» **ASSIGNMENT**:
In the data below, which lines hold "long"? Copy every one.

» **SOURCE DATA**:
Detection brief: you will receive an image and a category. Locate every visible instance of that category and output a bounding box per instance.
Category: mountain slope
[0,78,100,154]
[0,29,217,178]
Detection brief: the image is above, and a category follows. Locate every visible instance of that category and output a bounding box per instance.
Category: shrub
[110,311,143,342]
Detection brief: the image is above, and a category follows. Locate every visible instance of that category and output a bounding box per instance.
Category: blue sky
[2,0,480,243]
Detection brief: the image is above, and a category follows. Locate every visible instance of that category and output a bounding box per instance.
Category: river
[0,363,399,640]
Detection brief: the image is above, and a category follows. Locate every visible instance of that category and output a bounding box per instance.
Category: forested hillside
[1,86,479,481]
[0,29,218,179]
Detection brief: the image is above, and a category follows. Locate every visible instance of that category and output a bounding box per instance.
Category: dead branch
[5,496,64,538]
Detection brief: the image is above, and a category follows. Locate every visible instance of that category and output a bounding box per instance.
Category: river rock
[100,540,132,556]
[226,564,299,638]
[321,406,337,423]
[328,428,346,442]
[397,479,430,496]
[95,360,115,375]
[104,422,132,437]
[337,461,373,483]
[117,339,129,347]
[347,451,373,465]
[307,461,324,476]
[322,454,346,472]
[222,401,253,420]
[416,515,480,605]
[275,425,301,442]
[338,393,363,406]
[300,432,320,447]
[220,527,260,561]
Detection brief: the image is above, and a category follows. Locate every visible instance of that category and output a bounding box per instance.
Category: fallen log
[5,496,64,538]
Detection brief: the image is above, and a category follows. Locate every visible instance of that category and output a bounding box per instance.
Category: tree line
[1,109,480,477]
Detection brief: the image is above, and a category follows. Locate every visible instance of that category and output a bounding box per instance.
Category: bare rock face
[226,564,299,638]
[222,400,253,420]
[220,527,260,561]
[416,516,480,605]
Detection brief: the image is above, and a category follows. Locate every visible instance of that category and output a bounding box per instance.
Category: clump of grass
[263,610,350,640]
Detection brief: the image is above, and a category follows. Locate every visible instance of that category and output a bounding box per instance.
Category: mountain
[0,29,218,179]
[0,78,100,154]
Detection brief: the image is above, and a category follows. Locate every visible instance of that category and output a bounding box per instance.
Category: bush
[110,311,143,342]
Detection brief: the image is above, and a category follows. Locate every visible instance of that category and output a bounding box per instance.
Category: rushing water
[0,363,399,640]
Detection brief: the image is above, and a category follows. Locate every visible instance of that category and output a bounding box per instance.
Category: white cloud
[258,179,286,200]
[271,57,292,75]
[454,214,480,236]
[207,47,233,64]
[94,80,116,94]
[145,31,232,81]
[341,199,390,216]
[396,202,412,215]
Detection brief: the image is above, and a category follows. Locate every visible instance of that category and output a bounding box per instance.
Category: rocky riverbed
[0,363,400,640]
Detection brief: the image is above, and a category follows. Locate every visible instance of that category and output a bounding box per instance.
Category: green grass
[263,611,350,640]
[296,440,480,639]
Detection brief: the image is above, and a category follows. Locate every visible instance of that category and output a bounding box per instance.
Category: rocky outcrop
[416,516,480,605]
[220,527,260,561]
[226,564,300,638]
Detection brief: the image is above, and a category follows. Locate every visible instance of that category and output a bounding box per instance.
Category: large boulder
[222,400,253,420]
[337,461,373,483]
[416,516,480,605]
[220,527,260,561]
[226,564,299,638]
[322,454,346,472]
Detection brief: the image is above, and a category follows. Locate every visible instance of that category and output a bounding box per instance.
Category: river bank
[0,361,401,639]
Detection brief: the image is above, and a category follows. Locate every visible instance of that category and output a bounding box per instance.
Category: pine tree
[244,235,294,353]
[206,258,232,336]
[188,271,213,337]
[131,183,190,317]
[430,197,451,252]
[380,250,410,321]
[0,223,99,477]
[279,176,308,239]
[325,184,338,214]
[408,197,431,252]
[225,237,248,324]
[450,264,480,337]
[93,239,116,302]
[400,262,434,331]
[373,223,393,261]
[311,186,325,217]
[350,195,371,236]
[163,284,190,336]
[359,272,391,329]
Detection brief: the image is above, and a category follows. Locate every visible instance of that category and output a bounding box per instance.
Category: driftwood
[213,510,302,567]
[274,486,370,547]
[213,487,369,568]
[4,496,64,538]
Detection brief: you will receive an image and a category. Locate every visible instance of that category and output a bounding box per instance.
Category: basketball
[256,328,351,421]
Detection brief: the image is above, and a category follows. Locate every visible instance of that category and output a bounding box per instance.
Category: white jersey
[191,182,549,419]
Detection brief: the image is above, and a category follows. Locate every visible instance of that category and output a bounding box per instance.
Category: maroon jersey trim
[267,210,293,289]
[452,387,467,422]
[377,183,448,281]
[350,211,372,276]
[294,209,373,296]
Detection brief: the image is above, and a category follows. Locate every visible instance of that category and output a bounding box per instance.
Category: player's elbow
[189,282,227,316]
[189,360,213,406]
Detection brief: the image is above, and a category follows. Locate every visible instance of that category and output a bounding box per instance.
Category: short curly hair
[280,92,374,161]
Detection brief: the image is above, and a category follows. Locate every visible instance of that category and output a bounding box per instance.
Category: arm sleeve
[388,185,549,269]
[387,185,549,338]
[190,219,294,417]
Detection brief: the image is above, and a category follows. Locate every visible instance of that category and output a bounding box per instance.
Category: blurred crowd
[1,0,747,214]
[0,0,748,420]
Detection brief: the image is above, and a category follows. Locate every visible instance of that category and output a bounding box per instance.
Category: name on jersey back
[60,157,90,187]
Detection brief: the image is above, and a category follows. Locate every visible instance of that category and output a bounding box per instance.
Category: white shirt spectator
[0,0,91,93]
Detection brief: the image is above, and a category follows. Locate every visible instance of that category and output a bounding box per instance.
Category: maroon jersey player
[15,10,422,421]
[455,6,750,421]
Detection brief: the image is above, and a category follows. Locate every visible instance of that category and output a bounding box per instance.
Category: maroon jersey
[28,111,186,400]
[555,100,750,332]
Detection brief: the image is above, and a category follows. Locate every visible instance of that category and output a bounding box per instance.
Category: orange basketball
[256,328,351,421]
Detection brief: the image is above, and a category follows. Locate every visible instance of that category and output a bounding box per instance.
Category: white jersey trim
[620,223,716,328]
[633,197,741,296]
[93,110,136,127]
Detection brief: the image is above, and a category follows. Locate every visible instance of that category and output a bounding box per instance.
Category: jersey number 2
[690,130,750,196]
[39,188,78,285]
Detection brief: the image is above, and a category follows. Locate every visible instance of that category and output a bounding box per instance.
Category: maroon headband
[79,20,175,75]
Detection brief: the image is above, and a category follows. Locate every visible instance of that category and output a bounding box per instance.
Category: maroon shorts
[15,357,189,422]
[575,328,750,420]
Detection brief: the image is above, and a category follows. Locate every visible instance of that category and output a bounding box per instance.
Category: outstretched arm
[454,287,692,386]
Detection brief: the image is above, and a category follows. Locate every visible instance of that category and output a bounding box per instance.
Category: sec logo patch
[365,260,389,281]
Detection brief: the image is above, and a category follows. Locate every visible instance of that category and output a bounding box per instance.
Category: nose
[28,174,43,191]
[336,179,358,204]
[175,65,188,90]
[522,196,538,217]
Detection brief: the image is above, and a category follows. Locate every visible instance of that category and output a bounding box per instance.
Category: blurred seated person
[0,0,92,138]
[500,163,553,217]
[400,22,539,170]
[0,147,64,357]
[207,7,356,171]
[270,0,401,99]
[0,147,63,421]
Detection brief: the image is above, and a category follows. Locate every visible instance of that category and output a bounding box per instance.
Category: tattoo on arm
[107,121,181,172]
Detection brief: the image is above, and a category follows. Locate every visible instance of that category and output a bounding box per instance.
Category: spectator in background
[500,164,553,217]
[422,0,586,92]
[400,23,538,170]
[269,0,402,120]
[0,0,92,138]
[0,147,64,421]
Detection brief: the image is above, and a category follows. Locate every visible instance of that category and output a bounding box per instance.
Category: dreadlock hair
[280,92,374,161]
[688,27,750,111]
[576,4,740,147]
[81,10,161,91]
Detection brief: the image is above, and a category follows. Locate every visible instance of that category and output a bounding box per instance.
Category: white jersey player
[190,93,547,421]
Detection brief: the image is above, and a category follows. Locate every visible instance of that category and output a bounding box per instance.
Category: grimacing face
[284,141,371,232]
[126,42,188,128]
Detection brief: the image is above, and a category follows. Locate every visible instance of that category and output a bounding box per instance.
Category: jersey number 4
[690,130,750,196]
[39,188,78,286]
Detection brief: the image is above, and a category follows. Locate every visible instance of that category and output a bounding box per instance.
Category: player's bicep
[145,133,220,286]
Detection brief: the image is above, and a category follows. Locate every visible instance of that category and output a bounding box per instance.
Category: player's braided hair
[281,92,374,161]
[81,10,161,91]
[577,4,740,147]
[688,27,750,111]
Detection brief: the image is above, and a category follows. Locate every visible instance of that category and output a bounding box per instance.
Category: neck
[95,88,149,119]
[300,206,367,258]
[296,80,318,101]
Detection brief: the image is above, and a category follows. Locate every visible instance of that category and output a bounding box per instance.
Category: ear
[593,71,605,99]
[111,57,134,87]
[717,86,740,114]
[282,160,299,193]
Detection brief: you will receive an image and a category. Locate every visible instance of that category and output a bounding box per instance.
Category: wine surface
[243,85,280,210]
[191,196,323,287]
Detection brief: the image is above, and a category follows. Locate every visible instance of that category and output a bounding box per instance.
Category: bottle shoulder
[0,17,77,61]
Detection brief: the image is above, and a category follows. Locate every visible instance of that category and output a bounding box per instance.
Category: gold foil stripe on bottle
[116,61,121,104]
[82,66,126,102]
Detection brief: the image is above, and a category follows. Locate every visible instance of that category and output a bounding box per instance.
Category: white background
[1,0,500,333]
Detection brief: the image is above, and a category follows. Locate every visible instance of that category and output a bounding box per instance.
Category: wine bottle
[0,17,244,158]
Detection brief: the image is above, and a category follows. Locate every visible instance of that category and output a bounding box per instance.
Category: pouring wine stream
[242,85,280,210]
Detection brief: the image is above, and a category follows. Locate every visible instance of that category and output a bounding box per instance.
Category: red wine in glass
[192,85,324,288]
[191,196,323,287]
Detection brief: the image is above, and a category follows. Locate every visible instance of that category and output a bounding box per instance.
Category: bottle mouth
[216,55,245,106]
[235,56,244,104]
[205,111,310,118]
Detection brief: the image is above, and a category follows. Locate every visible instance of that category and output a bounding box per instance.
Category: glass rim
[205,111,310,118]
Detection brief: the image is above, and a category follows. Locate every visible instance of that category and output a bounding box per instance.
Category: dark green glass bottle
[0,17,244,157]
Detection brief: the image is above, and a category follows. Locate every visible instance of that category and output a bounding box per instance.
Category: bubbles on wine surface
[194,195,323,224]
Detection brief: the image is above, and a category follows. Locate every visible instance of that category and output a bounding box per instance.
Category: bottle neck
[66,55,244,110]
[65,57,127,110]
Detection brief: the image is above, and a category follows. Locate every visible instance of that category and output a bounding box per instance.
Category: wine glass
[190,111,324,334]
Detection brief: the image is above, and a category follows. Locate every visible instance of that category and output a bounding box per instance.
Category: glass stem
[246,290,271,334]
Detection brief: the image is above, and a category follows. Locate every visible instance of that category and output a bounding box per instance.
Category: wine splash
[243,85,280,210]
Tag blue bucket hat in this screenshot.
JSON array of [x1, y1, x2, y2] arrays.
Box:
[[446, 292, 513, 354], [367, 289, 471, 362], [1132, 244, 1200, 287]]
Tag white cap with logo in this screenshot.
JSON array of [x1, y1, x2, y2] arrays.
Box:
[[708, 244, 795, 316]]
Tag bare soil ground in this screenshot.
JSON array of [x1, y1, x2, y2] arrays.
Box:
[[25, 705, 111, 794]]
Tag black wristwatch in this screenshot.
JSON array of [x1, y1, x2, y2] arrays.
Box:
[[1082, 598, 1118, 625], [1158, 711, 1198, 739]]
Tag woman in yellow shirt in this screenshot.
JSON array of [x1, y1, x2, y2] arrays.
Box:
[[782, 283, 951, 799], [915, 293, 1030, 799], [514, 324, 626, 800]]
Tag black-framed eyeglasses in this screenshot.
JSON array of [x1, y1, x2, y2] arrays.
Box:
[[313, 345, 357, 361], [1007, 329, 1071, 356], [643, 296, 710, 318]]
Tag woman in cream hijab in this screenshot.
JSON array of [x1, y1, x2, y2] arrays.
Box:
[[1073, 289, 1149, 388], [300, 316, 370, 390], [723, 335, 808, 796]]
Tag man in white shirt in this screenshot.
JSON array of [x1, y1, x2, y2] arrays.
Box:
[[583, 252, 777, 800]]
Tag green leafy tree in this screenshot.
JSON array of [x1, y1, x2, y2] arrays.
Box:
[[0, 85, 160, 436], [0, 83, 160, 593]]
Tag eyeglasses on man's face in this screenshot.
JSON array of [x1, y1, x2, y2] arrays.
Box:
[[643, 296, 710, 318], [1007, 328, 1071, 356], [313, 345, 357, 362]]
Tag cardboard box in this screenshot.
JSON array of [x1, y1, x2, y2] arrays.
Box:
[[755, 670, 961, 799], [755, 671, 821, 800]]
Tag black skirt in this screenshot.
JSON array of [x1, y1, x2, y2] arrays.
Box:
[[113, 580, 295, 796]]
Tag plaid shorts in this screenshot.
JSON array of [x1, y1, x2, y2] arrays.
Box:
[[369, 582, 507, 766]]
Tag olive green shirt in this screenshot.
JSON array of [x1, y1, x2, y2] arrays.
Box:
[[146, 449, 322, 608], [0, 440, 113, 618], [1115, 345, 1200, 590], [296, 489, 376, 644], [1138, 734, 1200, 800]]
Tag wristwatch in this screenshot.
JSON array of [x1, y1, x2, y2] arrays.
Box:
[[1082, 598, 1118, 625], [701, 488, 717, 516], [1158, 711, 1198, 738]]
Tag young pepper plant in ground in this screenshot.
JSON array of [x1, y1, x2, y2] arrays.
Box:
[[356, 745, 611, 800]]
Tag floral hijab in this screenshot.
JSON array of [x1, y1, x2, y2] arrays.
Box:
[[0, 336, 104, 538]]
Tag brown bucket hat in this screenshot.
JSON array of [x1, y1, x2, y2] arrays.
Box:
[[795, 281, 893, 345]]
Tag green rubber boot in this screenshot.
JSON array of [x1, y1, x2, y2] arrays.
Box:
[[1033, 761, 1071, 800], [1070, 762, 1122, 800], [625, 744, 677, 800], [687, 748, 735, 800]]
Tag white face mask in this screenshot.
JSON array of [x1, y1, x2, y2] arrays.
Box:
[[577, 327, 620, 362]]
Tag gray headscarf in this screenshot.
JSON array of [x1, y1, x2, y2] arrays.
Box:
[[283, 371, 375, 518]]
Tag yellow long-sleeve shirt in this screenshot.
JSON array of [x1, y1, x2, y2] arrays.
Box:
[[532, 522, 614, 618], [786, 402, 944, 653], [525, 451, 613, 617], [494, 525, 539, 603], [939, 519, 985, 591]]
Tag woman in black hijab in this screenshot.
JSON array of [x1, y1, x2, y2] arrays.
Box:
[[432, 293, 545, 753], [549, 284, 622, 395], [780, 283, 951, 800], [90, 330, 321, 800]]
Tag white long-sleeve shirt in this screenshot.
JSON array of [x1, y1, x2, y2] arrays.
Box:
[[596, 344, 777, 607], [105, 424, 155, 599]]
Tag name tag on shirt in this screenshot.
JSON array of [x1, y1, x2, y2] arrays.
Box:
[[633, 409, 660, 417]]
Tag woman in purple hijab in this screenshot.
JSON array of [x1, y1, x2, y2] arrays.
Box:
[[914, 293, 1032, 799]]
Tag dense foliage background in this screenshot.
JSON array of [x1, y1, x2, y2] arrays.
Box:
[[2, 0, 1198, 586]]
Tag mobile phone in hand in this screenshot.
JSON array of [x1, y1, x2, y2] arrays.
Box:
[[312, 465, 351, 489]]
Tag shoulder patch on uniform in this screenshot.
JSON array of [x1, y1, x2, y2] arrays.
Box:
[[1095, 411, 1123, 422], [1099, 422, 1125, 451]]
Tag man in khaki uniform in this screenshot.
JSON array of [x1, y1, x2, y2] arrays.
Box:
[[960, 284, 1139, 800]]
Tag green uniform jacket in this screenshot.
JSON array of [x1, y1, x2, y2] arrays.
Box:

» **RESULT OF THIS EXERCISE**:
Tag yellow long-sleeve shirt in this screenshot.
Tag white long-sleeve shirt in this screenshot.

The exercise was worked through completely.